» Kutipan:
ANATHAPINDIKA MENJADI
MURID
“Demikianlah yang
telah kudengar. Pada suatu ketika Sang Bhagava sedang berdiam di Savatthi, di
Jetavana, di Vihara Anathapindika...” Banyak kotbah Sang Buddha yang diawali dengan
kalimat seperti ini, dan oleh karena itu nama dari sang umat awam utama,
Anathapindika, dikenal baik
oleh para pembaca literatur Buddhis.
Namanya berarti “seseorang yang memberikan
dana (pinda) kepada yang tak-mampu (anatha),’’ dan merupakan panggilan kehormatan Sudatta
si perumahtangga dari kota Savatthi. Siapakah dia? Bagaimanakah dia bertemu
Sang Buddha? Apakah hubungan dia dengan Ajaran? Jawaban atas
pertanyaan-pertanyaan ini bisa ditemukan dalam berbagai referensi yang muncul
dalam teks-teks tradisional.
Pertemuan pertama
Anathapindika dengan Sang
Buddha terjadi segera setelah vassa ketiga sejak Sang Buddha mencapai
Pencerahan Sempurna. Pada masa awalnya, Sang Buddha belum menetapkan peraturan
apapun mengenai tempat berdiam bagi para bhikkhu. Para bhikkhu tinggal
dimanapun yang mereka mau—di hutan, di bawah pohon, di bawah bebatuan yang
menonjol, di jurang, di gua, di kuburan, dan di ruang terbuka. Pada suatu hari,
seorang pedagang kaya dari Rajagaha, ibukota dari kerajaan Magadha, menjadi
pengikut setia Sang Buddha. Ketika melihat cara hidup para bhikkhu, ia
menyarankan kepada para bhikkhu untuk bertanya kepada Sang Guru apakah beliau
mengijinkan mereka untuk menerima tempat tinggal yang permanen. Ketika Sang
Buddha memberikan ijinnya, si pedagang langsung mendirikan tidak kurang dari
enam puluh tempat tinggal bagi para bhikkhu, ia menjelaskan bahwa ia perlu
mengumpulkan jasa kebajikan. Dengan dibangunnya vihara pertama itu, maka sebuah
landasan telah dibuat untuk penyebaran Dhamma, karena sekarang telah ada pusat
pelatihan bagi Sangha.

» Kumpulan Data:
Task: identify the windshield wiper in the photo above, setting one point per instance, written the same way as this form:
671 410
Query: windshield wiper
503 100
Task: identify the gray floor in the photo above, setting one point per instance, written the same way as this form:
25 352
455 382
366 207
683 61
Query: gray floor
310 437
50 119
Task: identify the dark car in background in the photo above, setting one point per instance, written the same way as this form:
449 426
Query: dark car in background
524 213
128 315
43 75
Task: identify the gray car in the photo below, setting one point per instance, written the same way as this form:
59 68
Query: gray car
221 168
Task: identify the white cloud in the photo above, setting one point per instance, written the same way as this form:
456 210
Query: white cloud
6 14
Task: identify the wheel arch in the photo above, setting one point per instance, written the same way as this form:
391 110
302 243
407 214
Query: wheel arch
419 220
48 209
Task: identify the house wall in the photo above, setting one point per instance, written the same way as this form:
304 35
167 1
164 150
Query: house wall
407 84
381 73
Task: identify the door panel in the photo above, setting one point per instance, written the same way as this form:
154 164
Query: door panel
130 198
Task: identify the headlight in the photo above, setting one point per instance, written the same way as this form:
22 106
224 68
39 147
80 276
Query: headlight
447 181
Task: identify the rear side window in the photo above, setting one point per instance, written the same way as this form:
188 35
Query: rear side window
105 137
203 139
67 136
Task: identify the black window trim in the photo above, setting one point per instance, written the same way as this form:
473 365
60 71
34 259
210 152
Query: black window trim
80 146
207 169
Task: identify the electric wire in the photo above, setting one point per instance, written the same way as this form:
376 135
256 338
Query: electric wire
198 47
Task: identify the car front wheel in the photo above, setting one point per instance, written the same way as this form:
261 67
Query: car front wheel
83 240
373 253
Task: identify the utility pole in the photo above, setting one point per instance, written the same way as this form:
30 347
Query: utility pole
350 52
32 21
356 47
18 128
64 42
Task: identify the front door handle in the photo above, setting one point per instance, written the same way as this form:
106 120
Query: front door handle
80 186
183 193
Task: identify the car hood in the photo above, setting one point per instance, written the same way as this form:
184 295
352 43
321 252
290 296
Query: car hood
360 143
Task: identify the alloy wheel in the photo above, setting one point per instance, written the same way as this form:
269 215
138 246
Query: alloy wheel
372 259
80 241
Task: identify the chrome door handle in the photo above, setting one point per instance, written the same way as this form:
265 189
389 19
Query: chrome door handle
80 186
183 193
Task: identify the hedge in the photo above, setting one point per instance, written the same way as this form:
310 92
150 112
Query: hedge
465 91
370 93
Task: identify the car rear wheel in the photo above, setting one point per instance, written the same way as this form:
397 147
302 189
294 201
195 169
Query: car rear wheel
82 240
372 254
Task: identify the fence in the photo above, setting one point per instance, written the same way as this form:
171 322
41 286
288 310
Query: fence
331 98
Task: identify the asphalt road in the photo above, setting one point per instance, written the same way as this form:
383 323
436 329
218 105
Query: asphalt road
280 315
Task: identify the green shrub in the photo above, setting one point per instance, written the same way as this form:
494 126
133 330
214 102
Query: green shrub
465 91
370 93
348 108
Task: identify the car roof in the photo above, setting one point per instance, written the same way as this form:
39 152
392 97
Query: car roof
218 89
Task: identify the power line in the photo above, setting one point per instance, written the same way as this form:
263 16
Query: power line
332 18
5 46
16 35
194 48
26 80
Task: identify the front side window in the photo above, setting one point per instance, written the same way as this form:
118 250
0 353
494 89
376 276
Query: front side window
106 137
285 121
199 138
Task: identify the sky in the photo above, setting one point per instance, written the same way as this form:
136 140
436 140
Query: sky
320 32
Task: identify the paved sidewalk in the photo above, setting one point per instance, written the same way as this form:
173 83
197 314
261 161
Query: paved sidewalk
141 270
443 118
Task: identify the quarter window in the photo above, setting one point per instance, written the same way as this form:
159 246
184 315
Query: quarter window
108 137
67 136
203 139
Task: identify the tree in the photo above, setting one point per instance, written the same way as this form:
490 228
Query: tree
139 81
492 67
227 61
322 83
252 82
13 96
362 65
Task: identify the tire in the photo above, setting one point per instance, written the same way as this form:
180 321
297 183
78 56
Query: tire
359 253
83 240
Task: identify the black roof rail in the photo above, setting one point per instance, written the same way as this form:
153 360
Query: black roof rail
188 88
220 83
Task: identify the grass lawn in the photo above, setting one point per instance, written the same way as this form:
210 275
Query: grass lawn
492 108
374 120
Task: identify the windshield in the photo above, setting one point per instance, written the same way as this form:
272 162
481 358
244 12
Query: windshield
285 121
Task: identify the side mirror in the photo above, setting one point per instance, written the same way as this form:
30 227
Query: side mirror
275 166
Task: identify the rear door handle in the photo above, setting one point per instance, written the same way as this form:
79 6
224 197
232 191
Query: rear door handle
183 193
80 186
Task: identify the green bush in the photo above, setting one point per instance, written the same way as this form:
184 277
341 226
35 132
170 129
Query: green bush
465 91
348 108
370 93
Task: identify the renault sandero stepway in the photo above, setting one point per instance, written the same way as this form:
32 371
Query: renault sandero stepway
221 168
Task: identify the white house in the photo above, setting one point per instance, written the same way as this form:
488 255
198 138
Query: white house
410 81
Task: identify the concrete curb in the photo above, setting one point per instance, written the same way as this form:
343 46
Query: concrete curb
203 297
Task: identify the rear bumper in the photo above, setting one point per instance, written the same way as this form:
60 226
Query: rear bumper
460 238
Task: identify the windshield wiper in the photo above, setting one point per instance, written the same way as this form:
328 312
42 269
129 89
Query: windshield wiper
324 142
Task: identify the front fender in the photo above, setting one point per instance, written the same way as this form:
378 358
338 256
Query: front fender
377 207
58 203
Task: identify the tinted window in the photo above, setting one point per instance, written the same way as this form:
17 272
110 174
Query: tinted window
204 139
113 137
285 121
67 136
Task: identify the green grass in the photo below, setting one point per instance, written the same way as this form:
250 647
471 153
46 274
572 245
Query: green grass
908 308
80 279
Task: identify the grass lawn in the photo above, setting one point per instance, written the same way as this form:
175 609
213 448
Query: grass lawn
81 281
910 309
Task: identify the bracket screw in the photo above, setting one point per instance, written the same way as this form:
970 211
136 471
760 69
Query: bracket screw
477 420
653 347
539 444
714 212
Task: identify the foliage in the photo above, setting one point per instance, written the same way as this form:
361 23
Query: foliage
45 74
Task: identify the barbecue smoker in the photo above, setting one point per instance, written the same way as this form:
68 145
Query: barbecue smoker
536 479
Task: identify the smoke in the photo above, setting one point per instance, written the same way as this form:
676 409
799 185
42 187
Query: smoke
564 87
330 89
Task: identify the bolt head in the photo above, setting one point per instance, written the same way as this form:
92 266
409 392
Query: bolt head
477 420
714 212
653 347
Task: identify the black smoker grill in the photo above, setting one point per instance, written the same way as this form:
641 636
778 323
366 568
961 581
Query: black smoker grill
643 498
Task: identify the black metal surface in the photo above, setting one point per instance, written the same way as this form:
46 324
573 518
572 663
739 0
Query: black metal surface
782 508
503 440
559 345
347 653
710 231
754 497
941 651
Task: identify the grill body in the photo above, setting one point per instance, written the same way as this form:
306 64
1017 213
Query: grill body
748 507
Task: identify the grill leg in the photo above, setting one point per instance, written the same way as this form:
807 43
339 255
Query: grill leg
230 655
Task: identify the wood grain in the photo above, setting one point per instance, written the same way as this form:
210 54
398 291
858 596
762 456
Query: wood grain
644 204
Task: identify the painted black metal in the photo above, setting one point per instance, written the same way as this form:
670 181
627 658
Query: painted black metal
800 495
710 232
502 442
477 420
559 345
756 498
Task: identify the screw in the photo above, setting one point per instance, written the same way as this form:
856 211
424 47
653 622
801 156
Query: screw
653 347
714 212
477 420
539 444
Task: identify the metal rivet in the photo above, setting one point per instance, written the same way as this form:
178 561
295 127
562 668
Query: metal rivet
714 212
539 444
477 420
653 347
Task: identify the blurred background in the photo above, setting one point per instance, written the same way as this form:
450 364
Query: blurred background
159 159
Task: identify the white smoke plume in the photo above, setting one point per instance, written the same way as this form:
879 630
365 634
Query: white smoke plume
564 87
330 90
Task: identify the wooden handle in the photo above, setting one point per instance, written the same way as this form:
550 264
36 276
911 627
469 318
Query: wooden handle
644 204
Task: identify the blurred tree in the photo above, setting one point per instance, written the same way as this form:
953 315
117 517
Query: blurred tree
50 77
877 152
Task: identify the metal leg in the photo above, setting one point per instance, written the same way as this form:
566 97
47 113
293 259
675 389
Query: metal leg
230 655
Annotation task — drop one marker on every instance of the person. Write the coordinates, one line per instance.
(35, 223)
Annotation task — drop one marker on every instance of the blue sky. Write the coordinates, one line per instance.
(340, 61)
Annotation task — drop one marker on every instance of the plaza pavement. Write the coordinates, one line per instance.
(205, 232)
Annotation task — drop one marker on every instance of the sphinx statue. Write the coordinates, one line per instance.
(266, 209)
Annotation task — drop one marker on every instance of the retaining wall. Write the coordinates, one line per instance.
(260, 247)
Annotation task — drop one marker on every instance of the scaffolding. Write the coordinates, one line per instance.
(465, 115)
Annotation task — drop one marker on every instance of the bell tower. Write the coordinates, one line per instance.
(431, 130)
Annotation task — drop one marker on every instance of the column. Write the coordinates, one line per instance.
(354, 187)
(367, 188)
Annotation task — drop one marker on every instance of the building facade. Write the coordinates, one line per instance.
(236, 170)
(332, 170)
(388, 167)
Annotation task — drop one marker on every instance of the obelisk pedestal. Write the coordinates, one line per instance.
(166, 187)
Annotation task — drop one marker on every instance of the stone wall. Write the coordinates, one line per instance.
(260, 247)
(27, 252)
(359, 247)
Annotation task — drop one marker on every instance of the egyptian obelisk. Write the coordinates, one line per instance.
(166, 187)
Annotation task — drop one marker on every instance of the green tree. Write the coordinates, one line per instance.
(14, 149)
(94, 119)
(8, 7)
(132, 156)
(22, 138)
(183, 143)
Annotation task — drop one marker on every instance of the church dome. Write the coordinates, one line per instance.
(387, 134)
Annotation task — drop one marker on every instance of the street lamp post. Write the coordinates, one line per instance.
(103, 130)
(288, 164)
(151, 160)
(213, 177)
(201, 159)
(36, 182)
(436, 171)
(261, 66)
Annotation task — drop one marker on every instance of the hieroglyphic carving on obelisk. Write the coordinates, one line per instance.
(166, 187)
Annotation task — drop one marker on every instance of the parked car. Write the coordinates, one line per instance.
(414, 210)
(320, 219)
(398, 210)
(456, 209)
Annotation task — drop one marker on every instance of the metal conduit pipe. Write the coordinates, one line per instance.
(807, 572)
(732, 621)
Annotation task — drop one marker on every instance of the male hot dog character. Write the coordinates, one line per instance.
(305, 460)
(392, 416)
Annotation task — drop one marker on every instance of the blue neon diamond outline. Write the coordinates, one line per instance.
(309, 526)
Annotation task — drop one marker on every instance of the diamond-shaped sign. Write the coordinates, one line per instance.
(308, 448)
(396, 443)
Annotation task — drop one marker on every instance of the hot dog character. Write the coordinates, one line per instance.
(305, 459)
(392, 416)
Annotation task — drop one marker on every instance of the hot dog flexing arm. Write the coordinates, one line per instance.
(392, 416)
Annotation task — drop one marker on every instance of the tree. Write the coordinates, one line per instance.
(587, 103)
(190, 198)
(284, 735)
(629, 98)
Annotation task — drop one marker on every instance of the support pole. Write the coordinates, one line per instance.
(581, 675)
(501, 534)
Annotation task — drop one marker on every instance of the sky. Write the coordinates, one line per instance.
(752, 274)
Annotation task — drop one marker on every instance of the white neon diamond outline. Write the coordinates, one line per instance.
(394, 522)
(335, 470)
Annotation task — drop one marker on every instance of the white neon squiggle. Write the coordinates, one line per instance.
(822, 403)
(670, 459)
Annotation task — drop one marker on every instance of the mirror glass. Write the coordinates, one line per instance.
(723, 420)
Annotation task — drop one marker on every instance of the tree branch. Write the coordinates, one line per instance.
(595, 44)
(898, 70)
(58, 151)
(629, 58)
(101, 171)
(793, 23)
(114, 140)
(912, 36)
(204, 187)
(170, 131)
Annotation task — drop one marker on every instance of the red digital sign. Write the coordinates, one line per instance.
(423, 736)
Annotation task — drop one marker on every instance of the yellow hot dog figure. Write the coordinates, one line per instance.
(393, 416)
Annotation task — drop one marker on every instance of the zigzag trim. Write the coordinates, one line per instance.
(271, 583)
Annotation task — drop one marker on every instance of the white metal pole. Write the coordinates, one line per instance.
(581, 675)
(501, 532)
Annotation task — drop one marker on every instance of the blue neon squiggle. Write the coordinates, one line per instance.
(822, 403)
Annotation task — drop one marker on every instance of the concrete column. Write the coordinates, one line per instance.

» Petunjuk Latihan:
a – Ringkas paragraf dalam kutipan tentang Anathapindika yang diawali dengan "Pertemuan pertama Anathapindika" menjadi daftar poin yang memuat fakta-fakta utamanya.
b – Teruskan kutipan tentang Anathapindika, mulai setelah kalimat terakhir yang tercantum.
Data tersebut diambil dari sumber lain.

» Hasil Latihan:
a –
- Anathapindika pertama kali bertemu Sang Buddha segera setelah vassa ketiga sejak Sang Buddha mencapai Pencerahan Sempurna.
- Pada masa awal itu belum ada peraturan tentang tempat berdiam. Para bhikkhu tinggal di mana saja, seperti hutan, bawah pohon, jurang, gua, kuburan, dan ruang terbuka.
- Seorang pedagang kaya dari Rajagaha, ibukota kerajaan Magadha, menjadi pengikut setia Sang Buddha. Ia menyarankan para bhikkhu bertanya kepada Sang Guru apakah mereka boleh menerima tempat tinggal permanen.
- Setelah Sang Buddha memberi izin, pedagang itu mendirikan tidak kurang dari enam puluh tempat tinggal karena ia perlu mengumpulkan jasa kebajikan.
- Vihara pertama itu menjadi landasan penyebaran Dhamma karena kini ada pusat pelatihan bagi Sangha.

b –
Pedagang ini memiliki
seorang saudara ipar yang bernama Sudatta tetapi selalu dipanggil Anathapindika, pedagang terkaya di Savatthi. Pada suatu ketika
Anathapindika sedang
melakukan perjalanan bisnis di negara tetangga Magadha, ia mampir ke Rajagaha.
Seperti biasa, ia selalu mampir dulu ke rumah saudara iparnya, yang dengannya
terikat persahabatan yang hangat. Ketika memasuki rumah, dengan terkejut ia
mendapati bahwa orang- orang di rumah itu nyaris tidak memperhatikannya. Sebelumnya
ia telah terbiasa mendapat perhatian yang penuh dari saudara iparnya, serta
penerimaan yang hangat dari para penghuni rumah. Tetapi sekarang ia menemukan
mereka begitu sibuk, begitu bersemangat membuat persiapan yang rumit. Ia
bertanya kepada saudara iparnya yang sedang sibuk, mengenai maksud dari semua
ini: “Sebuah pernikahan? Sebuah upacara kurban besar? Kunjungan dari raja?”
Namun saudara iparnya menjelaskan: “Aku telah mengundang Yang Tercerahkan (Sang
Buddha) dan para bhikkhu ke sini untuk makan besok.”
Anathapindika pun tertarik: “Apakah engkau berkata ‘Yang
Tercerahkan’?”
“Benar,”
jawab saudara iparnya, “besok Yang Tercerahkan akan datang.” Anathapindika, yang sulit mempercayai
pendengarannya, bertanya
untuk kedua, dan ketiga kalinya: “Apakah engkau berkata ‘Yang Tercerahkan’?”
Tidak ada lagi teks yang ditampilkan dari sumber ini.